__Records from a data collection__
—————
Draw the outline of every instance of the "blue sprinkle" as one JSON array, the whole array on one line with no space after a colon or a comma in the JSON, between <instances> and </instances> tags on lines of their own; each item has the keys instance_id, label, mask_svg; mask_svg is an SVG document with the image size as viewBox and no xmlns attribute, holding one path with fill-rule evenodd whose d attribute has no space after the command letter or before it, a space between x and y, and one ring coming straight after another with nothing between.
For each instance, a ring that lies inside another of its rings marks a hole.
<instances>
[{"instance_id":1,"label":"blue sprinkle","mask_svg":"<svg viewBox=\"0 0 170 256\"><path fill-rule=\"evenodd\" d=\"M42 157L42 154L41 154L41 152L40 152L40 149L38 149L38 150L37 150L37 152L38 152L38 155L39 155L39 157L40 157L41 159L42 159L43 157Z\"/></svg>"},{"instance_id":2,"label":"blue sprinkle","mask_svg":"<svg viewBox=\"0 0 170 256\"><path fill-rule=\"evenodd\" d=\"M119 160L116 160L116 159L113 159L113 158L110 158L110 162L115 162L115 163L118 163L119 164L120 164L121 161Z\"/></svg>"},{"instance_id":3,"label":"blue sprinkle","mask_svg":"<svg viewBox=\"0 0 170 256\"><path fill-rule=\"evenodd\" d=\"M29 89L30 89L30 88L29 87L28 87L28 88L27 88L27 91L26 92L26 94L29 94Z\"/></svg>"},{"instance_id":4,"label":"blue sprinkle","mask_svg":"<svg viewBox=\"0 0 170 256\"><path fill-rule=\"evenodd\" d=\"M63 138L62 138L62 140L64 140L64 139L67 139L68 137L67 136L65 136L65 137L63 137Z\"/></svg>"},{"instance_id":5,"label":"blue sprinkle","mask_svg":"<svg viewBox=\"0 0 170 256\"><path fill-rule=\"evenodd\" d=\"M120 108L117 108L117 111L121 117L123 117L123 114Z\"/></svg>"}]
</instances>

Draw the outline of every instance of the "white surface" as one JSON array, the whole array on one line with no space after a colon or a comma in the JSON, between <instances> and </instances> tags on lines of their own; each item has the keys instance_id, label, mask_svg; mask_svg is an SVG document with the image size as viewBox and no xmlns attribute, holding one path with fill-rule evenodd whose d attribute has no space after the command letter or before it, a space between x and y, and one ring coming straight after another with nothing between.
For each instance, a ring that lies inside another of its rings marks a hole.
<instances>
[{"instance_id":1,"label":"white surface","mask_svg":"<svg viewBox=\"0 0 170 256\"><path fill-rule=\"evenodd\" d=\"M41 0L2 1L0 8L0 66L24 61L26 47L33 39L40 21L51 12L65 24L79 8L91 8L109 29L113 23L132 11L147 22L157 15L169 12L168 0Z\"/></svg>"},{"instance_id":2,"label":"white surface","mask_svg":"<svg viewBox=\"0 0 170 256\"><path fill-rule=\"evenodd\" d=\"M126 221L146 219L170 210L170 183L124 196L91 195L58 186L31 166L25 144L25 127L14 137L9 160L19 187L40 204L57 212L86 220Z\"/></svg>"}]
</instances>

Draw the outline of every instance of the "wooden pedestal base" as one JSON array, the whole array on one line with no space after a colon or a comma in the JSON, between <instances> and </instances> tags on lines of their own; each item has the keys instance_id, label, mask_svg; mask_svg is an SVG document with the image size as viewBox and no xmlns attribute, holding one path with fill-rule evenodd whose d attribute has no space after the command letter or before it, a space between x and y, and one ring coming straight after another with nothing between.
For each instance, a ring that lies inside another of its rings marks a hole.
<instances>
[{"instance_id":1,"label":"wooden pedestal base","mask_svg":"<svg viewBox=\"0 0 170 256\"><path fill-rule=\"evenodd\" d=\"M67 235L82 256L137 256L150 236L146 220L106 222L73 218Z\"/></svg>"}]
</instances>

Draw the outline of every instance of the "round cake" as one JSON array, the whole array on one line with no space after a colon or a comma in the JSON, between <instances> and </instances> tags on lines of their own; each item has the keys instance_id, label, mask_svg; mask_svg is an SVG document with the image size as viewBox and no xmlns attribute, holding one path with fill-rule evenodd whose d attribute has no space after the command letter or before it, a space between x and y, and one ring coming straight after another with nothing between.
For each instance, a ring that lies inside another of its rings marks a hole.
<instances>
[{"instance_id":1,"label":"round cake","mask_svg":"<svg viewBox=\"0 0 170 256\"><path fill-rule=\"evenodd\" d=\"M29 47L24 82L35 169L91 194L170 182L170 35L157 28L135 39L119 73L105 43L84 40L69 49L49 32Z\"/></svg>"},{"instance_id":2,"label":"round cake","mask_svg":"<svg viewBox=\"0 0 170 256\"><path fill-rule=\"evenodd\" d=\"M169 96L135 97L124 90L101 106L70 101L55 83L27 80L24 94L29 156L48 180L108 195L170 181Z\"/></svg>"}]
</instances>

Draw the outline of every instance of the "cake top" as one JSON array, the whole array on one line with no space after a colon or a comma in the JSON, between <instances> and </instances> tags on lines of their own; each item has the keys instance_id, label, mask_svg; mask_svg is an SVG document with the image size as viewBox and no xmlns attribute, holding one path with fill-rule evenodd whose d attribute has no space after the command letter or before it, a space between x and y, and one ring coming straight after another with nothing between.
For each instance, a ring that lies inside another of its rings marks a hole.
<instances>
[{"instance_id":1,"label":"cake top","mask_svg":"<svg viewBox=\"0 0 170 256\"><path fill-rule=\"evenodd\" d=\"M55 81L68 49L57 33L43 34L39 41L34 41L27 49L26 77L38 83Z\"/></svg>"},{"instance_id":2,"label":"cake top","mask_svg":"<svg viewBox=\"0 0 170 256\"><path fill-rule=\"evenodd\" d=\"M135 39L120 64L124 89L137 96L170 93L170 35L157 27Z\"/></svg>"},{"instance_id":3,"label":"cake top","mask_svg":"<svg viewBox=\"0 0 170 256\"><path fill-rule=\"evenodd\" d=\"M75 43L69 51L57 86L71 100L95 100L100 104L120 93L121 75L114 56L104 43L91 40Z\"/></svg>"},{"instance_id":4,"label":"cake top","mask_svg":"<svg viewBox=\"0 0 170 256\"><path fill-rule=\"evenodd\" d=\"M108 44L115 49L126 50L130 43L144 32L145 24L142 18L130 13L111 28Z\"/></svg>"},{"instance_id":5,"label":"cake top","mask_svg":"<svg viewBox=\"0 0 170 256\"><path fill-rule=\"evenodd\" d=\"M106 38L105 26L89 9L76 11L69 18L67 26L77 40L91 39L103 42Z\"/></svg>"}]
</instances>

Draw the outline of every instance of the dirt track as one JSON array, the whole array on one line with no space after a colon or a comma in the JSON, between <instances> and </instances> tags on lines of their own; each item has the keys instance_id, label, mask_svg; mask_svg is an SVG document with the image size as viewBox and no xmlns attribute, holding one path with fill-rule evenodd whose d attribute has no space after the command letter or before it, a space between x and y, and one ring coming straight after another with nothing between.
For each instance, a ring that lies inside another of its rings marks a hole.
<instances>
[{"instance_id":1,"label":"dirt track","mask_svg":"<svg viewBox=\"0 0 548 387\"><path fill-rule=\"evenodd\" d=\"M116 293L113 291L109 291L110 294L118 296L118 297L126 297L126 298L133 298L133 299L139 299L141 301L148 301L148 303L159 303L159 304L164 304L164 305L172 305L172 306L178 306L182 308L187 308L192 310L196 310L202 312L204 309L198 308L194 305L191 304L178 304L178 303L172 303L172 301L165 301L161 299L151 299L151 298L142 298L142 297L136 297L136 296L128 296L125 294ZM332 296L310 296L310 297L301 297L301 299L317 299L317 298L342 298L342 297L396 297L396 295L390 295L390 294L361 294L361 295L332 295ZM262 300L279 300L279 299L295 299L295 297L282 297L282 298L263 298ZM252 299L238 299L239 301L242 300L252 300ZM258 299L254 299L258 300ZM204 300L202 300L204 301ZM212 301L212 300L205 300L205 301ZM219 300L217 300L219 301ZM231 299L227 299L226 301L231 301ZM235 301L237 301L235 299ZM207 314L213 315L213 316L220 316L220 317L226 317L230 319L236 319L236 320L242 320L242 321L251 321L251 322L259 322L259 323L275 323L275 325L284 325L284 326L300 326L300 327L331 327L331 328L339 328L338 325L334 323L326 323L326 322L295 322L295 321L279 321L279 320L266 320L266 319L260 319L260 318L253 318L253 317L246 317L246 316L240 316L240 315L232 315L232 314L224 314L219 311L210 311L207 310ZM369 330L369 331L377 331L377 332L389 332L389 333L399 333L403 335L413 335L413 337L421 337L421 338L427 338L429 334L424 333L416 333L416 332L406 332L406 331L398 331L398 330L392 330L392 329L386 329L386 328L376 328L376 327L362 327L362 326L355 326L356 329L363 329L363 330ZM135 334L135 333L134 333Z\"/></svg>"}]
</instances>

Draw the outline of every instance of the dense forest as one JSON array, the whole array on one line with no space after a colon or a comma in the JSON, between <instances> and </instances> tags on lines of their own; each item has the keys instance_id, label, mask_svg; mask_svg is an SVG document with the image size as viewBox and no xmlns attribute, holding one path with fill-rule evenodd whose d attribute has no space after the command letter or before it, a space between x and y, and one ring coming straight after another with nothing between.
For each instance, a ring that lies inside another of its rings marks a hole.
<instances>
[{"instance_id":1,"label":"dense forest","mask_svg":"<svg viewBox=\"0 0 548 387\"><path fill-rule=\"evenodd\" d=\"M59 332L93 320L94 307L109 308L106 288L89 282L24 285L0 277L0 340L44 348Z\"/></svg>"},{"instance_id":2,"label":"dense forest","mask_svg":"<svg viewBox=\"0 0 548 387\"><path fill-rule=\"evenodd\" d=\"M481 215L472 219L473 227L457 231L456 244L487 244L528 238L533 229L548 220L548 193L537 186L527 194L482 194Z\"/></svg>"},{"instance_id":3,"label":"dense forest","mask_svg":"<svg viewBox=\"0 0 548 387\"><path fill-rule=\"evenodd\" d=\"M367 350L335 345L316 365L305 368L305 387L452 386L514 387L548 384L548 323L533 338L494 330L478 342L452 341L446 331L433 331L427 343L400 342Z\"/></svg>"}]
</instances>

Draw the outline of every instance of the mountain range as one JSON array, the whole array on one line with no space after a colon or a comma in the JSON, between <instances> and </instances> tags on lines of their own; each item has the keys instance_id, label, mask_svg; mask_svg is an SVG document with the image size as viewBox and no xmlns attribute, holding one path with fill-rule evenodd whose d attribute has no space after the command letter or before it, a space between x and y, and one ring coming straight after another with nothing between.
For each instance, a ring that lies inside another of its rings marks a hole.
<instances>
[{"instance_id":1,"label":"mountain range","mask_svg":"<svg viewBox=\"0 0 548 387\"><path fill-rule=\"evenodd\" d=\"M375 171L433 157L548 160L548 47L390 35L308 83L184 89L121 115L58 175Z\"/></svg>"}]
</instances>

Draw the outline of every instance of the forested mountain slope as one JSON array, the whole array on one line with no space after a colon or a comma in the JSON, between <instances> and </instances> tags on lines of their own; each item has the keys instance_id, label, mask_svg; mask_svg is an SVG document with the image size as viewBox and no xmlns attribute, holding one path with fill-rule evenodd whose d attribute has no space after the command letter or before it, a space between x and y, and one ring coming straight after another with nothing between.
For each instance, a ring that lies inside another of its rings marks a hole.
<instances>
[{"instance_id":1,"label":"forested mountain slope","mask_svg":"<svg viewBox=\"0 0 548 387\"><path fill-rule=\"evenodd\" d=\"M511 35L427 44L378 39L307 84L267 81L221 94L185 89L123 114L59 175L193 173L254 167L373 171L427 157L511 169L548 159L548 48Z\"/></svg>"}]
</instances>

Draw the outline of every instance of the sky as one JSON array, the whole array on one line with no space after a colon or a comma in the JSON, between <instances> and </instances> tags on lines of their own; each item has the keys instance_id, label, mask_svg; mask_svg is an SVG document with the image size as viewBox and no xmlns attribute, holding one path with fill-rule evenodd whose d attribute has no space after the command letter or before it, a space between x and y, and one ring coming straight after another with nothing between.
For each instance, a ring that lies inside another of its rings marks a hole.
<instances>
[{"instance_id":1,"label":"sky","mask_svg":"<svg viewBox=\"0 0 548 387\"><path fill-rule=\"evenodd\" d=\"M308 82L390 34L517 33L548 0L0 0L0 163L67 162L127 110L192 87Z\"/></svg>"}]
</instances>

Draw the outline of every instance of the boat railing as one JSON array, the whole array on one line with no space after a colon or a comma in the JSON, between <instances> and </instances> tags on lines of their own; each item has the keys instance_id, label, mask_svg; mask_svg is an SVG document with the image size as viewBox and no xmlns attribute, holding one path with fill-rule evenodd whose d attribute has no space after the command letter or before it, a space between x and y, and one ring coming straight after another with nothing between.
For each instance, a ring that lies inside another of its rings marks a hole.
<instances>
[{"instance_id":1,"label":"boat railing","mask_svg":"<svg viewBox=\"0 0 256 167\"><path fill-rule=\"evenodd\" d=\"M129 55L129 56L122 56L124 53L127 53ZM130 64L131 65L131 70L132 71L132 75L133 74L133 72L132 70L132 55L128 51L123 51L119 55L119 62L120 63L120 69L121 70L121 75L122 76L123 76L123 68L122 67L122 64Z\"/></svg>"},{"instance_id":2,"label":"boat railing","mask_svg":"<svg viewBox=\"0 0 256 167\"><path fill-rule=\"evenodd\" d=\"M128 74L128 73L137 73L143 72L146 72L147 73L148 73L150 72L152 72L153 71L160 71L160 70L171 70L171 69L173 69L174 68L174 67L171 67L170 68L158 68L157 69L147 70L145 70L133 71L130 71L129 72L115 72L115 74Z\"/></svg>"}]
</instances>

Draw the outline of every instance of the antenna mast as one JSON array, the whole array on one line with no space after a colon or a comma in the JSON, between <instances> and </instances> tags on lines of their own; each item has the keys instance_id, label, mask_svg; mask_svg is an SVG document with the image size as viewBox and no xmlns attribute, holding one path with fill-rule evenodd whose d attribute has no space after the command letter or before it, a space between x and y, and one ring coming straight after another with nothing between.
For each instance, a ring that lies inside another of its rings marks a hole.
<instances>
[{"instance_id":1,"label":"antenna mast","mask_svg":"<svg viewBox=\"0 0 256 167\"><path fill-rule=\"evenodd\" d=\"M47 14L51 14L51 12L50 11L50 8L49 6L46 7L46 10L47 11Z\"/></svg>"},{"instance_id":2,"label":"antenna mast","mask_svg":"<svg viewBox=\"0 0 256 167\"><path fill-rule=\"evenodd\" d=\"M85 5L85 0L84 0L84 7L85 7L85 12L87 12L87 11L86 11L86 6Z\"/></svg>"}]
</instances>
—————
__What is expected__
Give the stretch from the line containing "Draw the outline of every instance of the antenna" through the line containing "14L51 14L51 12L50" as a numbered list, leaving out any blank lines.

__Response__
1. Draw the outline of every instance of the antenna mast as one JSON array, the whole array on one line with no space after a colon or a comma in the JSON, between <instances> and </instances> tags on lines of their own; each item has the keys instance_id, label, mask_svg; mask_svg is an SVG document with the image size as viewBox and no xmlns attribute, holding one path with fill-rule evenodd whose d attribute has no space after the command letter or before it, a space between x and y, and one ring coming straight after another with nothing between.
2. For each instance, a ring that lies inside another of its rings marks a hole.
3. <instances>
4. [{"instance_id":1,"label":"antenna mast","mask_svg":"<svg viewBox=\"0 0 256 167\"><path fill-rule=\"evenodd\" d=\"M47 14L51 14L51 12L50 11L50 8L49 6L46 7L46 10L47 11Z\"/></svg>"},{"instance_id":2,"label":"antenna mast","mask_svg":"<svg viewBox=\"0 0 256 167\"><path fill-rule=\"evenodd\" d=\"M85 5L85 0L84 0L84 7L85 7L85 12L87 12L87 11L86 11L86 6Z\"/></svg>"}]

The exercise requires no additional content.